**TEXTE**:

CA Dijon, 1re ch. sect. 1, 10 octobre 1990, n° 367-1989

DIJON

Arrêt

Confirmation

PARTIES

Demandeur :

Allombert, Nanterre (ès qual.), Borkowski, Bullot, Coquet, Esthétique Triniol (EURL), Esthe-Vie (Sté), Fallard, Gottvalles, Guinot, Jouberton, Nosjean, Poidevin, Thomas, Vincent

Défendeur :

Plasmovital (SARL)

COMPOSITION DE LA JURIDICTION

Président :

M. Ruyssen

Conseillers :

MM. Littner, Gaget

Avoués :

Me Gerbay, SCP Avril-Hannsen

Avocats :

Mes Dorey, Ambielh.

T. com. Dijon, du 2 mars 1989

2 mars 1989

Exposé de l'affaire

Mme Allombert, Mme Borkowski, Mme Bullot, Mme Coquet, l'EURL Esthétique Triniol, la Société Esthe Vie, Mme Fallard, Mme Gottvalles, Mme Guinot, Mme Jouberton, Mme Nosjean, Mme Poidevin, Mme Thomas et M. Vincent ont fait appel d'un jugement rendu le 2 mars 1989 par le tribunal de commerce de Dijon ;

- qui les a déboutées de leur action tendant notamment à la nullité des contrats de franchise conclus par eux avec la Société Plasmovital ;

- qui leur interdit de concurrencer pendant un an la Société Plasmovital, en les autorisant toutefois à conserver leur activité propre d'esthéticien ;

- qui les a condamnés à retirer de leurs magasins tout ce qui pouvait rappeler la marque Plasmovital ;

- qui les a condamnés à verser diverses sommes à la Société Plasmovital pour factures ou redevances impayées, à titre de dommages-intérêts pour procédure abusive en réparation de préjudice, et au titre de l'article 700 du Nouveau Code de Procédure Civile.

(Éléments conservés d'une collection)
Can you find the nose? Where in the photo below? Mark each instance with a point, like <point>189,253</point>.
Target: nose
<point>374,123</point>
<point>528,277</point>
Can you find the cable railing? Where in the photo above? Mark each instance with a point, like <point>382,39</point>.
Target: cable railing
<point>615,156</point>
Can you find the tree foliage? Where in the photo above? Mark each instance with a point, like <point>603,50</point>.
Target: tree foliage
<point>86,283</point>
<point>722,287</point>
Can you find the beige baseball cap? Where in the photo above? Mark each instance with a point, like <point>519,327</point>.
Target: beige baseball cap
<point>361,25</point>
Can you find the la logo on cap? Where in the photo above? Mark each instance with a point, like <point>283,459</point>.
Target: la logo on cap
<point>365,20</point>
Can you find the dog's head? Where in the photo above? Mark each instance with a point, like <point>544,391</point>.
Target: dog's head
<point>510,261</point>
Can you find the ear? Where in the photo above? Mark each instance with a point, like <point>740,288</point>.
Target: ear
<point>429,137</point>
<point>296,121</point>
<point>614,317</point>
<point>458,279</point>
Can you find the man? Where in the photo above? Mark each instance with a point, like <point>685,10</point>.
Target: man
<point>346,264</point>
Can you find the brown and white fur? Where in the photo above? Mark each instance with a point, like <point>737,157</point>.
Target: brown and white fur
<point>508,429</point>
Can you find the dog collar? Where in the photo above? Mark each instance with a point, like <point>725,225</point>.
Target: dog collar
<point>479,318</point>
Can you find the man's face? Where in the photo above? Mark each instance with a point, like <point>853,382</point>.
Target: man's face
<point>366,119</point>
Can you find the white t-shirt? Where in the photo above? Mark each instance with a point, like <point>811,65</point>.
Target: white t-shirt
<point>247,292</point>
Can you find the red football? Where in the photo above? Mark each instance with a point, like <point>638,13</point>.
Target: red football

**CONSIGNE A**: Reproduisez le passage de l'arrêt qui s'ouvre sur les mots contenant « Confirmation » et se clôt sur « Plasmovital (SARL) ».
**CONSIGNE B**: Poursuivez la rédaction de l'arrêt au-delà de sa dernière phrase.
Les données n'ont aucun lien avec l'arrêt.

**RÉSULTAT OBTENU A**:
Confirmation

PARTIES

Demandeur :

Allombert, Nanterre (ès qual.), Borkowski, Bullot, Coquet, Esthétique Triniol (EURL), Esthe-Vie (Sté), Fallard, Gottvalles, Guinot, Jouberton, Nosjean, Poidevin, Thomas, Vincent

Défendeur :

Plasmovital (SARL)

**RÉSULTAT OBTENU B**:
Les appelants, à l'exception de Mme Coquet et de la Société Esthe Vie qui ne concluent pas, reprochent à leur adversaire :

- d'avoir diffusé une marque dépourvue de toute notoriété ;

- de ne leur avoir fourni aucun produit original, mais des produits provenant des laboratoires Colin et Jyta, qui ont seulement bénéficié d'un emballage Plasmovital à partir de fin 1986 ;

- de n'avoir pas répercuté sur eux les remises de prix que permettait le regroupement des commandes auprès des laboratoires ;

- de n'avoir mis à leur disposition ni méthode ni savoir-faire originaux ;

- de ne leur avoir donné aucune formation valable, sinon par quelques stages à leur frais ;

- d'avoir négligé l'assistance technique et commercial (étude de marché et d'implantation, étude financière, plan-type d'aménagement de magasin, plan-type d'amortissement des produits, plan de gestion, publicité).

Estimant que les éléments constitutifs du contrat de franchise ne sont pas réunis, ils demandent à la Cour :

- de prononcer la nullité des conventions passées avec Plasmovital ;

- de condamner la Société Plasmovital à leur rembourser les droits d'entrée et à leur verser à chacun les sommes de 10 000 F à titre de dommages-intérêts et de 5 000 F en application de l'article 700 du Nouveau Code de Procédure Civile ;

- de débouter la Société Plasmovital de ses demandes.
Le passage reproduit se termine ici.